*Source text*.
Citation: 2012 TCC 216
Date: 20120618
Docket: 2011-3912(CPP),
2011-3911(CPP) and
2012-1518(CPP)
BETWEEN:
VSEVOLOD FRENKEL, ELENA FRENKEL AND
EFFECTIVE TECHNOLOGIES & IDEAS INC.,
Appellant,
and
THE MINISTER OF NATIONAL REVENUE,
Respondent.
REASONS FOR JUDGMENT
C. Miller J.
[1]
These appeals concern
the employment status of Vsevolod Frenkel and Elena Frenkel with Effective
Technologies & Ideas Inc. ("ETI") for the purposes of determining
whether the Frenkels were in pensionable employment with ETI throughout 2010.
The Minister of National Revenue (the "Minister)" notified the
Frenkels by a letter dated October 24, 2011 that they were in pensionable
employment and subsequently on November 24, 2011 assessed ETI for Canada
Pension Plan ("CPP") contributions ($4,137.60) that ETI
had failed to remit plus penalties. The Frenkels, believing themselves to be
self-employed and not employees of ETI, had personally remitted CPP
contributions in amounts very close to the $4,137.60. The Minister’s position
is that the wrong person has made the contributions. Mr. Frenkel’s frustration
was palpable that ETI might have to make the same payment again, and that he
would then have to seek a refund from the Government for the contributions made
personally.

*Shape boundary records*.
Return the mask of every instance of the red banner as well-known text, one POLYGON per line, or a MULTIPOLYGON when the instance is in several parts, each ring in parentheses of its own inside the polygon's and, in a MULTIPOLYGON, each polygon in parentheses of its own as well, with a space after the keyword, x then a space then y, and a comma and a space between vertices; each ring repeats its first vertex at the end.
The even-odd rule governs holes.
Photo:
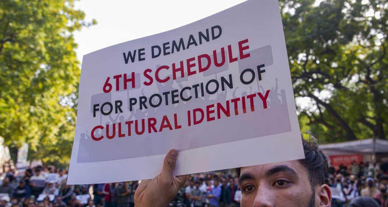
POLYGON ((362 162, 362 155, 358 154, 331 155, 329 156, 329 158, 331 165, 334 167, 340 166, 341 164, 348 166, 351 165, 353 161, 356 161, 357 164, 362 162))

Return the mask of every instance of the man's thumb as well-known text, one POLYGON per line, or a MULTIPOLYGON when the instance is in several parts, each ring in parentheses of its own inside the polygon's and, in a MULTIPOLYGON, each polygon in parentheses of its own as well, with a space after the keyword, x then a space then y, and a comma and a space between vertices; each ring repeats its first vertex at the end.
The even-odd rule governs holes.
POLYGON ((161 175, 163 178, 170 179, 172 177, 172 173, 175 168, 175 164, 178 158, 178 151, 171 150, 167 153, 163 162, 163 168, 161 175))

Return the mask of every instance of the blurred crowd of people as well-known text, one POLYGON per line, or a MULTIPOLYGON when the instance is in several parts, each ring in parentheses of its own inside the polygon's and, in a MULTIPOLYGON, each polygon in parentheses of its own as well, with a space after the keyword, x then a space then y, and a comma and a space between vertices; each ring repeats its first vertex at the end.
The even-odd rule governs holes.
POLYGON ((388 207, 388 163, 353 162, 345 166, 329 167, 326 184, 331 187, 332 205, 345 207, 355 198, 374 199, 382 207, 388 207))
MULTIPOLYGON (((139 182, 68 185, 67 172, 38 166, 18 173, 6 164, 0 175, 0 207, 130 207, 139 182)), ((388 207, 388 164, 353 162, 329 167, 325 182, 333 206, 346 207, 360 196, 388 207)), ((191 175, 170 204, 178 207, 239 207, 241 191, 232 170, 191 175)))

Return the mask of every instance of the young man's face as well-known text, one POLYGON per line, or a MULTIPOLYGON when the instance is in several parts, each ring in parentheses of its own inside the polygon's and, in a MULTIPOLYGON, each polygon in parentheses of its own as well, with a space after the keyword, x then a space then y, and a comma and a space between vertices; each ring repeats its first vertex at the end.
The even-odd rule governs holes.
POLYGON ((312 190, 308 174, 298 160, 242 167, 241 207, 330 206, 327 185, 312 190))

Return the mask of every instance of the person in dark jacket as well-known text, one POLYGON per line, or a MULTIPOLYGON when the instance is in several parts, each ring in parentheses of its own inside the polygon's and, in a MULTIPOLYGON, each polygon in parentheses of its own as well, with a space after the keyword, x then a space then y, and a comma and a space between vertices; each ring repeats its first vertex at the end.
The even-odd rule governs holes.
* * *
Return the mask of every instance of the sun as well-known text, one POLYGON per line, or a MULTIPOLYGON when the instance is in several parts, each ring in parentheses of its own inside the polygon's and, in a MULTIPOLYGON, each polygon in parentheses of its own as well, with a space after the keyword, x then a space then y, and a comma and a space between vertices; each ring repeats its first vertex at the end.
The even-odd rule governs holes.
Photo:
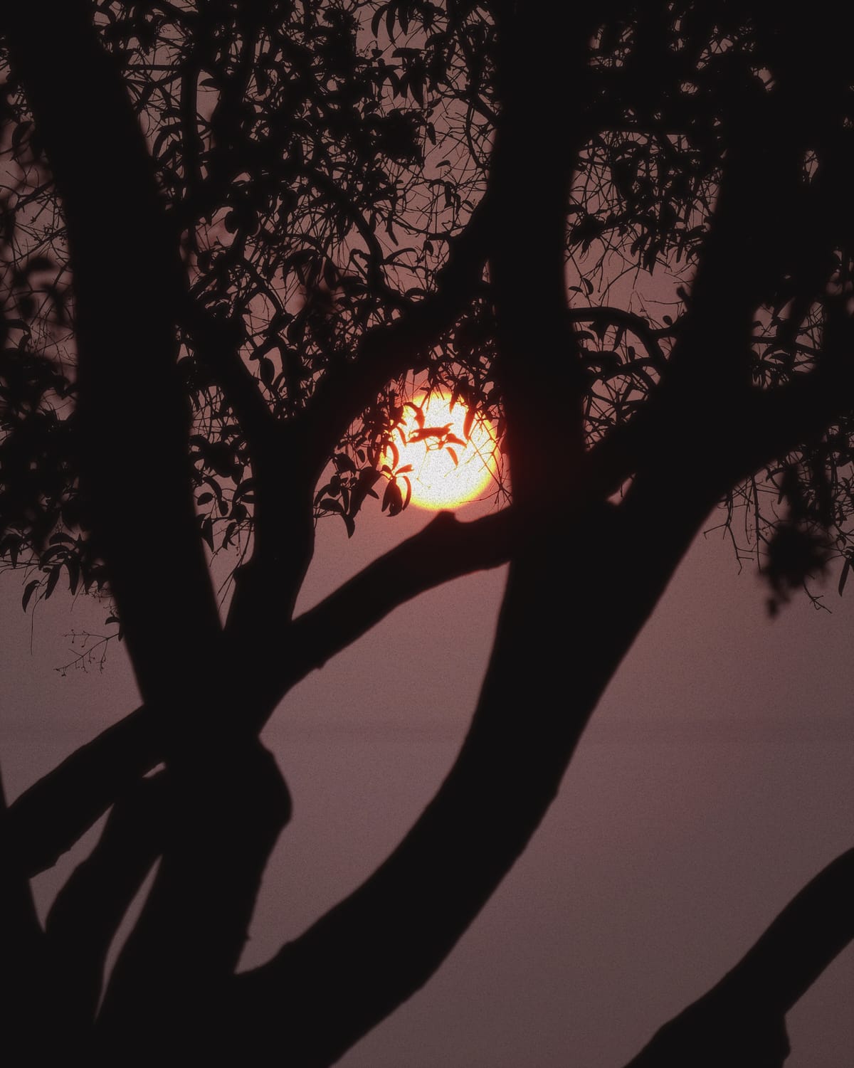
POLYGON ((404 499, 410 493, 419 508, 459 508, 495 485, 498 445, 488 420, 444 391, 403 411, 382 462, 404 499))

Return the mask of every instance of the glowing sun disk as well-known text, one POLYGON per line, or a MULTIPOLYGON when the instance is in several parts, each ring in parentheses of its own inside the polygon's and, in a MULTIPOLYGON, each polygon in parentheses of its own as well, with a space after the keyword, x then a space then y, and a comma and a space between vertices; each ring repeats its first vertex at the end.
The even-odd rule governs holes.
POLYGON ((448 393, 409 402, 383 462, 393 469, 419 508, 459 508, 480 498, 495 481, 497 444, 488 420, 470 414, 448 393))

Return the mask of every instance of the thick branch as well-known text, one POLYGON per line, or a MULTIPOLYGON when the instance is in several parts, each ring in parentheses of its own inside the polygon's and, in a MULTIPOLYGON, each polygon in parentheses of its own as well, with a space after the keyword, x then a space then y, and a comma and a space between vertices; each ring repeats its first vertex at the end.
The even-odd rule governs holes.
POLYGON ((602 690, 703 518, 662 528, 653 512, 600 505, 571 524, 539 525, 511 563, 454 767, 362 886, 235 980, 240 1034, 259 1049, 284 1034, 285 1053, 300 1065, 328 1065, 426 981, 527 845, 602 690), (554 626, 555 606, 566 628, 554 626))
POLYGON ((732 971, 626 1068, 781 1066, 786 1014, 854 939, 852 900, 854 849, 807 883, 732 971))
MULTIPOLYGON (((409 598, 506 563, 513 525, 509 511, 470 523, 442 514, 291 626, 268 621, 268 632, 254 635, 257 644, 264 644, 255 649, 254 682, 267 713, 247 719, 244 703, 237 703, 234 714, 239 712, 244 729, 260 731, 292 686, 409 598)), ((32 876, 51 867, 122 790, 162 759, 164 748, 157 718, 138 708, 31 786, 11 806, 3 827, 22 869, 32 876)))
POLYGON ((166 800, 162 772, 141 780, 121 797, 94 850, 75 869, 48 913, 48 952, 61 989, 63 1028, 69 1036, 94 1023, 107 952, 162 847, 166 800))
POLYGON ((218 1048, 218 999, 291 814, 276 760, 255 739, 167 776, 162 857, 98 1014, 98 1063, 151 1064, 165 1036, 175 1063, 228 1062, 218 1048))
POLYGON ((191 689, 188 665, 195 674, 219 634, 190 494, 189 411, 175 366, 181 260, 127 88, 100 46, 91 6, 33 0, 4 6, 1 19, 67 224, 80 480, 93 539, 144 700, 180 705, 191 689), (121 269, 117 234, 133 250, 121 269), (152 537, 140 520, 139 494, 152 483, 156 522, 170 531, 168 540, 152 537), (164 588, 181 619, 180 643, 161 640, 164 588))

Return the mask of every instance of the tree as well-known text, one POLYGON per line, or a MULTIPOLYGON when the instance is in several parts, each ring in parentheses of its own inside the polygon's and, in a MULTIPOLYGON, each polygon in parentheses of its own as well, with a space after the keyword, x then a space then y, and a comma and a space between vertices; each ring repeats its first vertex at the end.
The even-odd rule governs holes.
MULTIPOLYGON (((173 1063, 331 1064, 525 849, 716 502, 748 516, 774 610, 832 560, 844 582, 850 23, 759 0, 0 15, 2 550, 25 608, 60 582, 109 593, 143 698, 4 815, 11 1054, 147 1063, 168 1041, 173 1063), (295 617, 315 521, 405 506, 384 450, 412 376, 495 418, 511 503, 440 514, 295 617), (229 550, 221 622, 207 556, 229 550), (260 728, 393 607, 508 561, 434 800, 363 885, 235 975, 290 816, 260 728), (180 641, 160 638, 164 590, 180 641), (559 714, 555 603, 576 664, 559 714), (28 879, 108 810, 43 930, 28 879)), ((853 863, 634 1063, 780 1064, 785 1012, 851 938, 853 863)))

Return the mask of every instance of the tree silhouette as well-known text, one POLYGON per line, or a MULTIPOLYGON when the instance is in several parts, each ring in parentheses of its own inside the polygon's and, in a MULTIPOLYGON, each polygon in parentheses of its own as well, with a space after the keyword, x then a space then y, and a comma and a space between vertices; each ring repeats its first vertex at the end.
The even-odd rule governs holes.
* * *
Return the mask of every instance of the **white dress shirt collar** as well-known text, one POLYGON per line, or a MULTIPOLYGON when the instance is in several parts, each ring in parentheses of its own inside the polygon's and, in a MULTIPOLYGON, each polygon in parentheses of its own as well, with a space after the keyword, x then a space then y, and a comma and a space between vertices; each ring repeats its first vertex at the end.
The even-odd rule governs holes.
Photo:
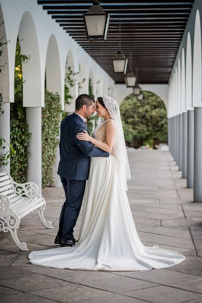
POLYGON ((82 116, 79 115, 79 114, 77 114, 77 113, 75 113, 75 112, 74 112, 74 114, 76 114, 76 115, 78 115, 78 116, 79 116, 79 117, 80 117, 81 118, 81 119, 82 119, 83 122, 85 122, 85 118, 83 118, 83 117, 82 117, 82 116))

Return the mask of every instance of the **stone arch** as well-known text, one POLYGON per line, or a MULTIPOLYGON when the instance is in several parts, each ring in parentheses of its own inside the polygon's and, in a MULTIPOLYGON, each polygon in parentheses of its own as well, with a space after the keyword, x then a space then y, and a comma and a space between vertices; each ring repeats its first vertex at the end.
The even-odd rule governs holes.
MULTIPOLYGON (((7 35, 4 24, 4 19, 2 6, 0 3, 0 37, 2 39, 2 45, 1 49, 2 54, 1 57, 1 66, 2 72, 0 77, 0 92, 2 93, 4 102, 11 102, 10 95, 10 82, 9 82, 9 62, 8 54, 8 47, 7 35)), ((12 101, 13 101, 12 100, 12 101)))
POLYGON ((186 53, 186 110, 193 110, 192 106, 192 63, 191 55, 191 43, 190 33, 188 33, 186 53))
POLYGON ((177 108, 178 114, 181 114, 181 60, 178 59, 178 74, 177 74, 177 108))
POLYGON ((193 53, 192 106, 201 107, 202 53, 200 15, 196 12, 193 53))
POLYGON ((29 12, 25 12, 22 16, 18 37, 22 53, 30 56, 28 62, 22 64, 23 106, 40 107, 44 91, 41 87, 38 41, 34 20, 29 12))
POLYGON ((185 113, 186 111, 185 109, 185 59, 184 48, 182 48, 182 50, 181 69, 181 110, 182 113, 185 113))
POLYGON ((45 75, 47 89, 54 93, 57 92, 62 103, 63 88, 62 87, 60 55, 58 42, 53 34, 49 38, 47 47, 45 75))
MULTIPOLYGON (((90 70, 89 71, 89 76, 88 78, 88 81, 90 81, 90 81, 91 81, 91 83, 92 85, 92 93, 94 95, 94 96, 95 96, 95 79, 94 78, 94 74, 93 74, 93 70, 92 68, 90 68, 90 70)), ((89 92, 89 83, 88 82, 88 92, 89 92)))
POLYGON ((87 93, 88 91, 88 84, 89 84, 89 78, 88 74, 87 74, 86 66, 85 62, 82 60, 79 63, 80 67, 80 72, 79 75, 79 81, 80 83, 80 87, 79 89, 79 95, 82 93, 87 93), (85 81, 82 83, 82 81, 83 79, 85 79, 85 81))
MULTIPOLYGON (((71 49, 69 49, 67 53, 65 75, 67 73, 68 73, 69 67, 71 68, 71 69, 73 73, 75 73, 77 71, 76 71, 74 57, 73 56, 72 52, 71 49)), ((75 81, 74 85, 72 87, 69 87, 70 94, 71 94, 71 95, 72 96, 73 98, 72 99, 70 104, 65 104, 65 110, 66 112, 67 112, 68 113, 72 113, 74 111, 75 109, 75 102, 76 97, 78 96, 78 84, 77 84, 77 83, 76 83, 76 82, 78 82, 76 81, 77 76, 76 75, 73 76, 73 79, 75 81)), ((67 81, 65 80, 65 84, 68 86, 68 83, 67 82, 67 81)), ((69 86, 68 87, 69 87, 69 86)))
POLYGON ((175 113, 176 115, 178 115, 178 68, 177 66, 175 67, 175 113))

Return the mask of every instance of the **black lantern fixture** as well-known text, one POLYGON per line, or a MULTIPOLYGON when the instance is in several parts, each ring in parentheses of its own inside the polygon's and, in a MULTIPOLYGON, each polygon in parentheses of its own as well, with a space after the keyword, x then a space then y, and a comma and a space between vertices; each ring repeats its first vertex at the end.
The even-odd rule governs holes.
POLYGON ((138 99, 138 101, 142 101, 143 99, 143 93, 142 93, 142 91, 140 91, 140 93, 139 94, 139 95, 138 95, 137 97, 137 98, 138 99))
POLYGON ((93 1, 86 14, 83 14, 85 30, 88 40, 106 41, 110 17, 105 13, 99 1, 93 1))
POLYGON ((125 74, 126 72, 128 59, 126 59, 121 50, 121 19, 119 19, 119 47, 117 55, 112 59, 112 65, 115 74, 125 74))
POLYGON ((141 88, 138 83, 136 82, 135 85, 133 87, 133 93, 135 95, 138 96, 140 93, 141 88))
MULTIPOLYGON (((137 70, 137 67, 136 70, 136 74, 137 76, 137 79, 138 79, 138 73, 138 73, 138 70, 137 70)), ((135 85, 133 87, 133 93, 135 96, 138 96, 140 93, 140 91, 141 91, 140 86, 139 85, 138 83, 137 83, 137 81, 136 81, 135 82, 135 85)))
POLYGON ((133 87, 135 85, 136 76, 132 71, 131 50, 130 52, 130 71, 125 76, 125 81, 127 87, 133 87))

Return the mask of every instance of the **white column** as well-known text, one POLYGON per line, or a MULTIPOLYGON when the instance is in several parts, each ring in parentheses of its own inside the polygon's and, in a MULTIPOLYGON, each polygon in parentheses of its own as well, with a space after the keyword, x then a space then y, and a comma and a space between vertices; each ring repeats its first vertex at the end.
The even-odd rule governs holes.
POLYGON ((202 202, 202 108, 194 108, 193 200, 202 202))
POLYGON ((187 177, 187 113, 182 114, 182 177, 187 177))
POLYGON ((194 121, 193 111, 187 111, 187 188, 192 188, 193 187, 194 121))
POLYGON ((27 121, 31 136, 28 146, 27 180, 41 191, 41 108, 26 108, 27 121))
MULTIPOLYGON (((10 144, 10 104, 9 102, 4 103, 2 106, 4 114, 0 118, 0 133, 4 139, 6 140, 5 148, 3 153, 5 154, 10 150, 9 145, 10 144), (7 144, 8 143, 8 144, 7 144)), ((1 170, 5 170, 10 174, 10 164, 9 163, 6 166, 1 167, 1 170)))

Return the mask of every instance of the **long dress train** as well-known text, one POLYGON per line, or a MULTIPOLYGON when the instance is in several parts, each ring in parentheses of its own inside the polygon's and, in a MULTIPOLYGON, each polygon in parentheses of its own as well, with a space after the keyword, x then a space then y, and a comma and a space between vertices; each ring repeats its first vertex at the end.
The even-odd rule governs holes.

*Objectives*.
1: Rewrite the records starting with the line that contains "Return the mask of every instance of the glowing" and going on through the line that contains "POLYGON ((448 393, 409", requests included, with each coordinate in the answers multiplied by 2.35 and rounded to a whole number, halves up. Leave all other lines out.
2: Continue the Tax Court judgment on the Frenkels' employment status from the point where it stops.

*Written responses*.
1:
Return the mask of every instance of the glowing sun disk as well-known text, one POLYGON per line, or a MULTIPOLYGON when the instance is in several parts, each ring in parentheses of its own inside the polygon's and, in a MULTIPOLYGON, each polygon in parentheses of its own as well, with a space after the keyword, x then a space then y, and a comma and a space between vertices; each ring repeats its first vertex at the end.
The even-odd rule governs holes.
POLYGON ((1053 924, 961 945, 900 1086, 924 1102, 985 1194, 1079 1194, 1128 1170, 1163 1130, 1168 1043, 1147 987, 1105 973, 1053 924))

2:
Facts
[2]
ETI was incorporated in
November 2009. Mr. Frenkel and Ms. Frenkel were 50-50 shareholders and also
directors of ETI. Unfortunately, Ms. Frenkel was not present at the trial and
only Mr. Frenkel testified, but he indicated that the company was established
because Ms. Frenkel had been advised she could only get contracts for her
computer consulting services through a company. There was no suggestion the
company was incorporated for limited liability purposes. Until the
incorporation of ETI, Mr. Frenkel had been carrying on his business of market
research, marketing and selling know-how in innovative products, primarily from
Russia or the Ukraine, as a sole proprietor under the business name
CMT NET Co. ("CMT"). With the incorporation of ETI he decided to
continue the two businesses, his and his wife’s, under one name. What exactly
he means by that is at the bottom of this dispute.
[3]
Mr. Frenkel showed me
some of the products he was attempting to market in North America. It was clear that he carried on what he referred to
as "my business" no differently after the incorporation than before
the incorporation. He stated that in his business dealings in Russia and the Ukraine it was immaterial whether the business name was ETI
or CMT, as it was the individual relationship that was key. Everyone would know
that it was Mr. Frenkel they were dealing with.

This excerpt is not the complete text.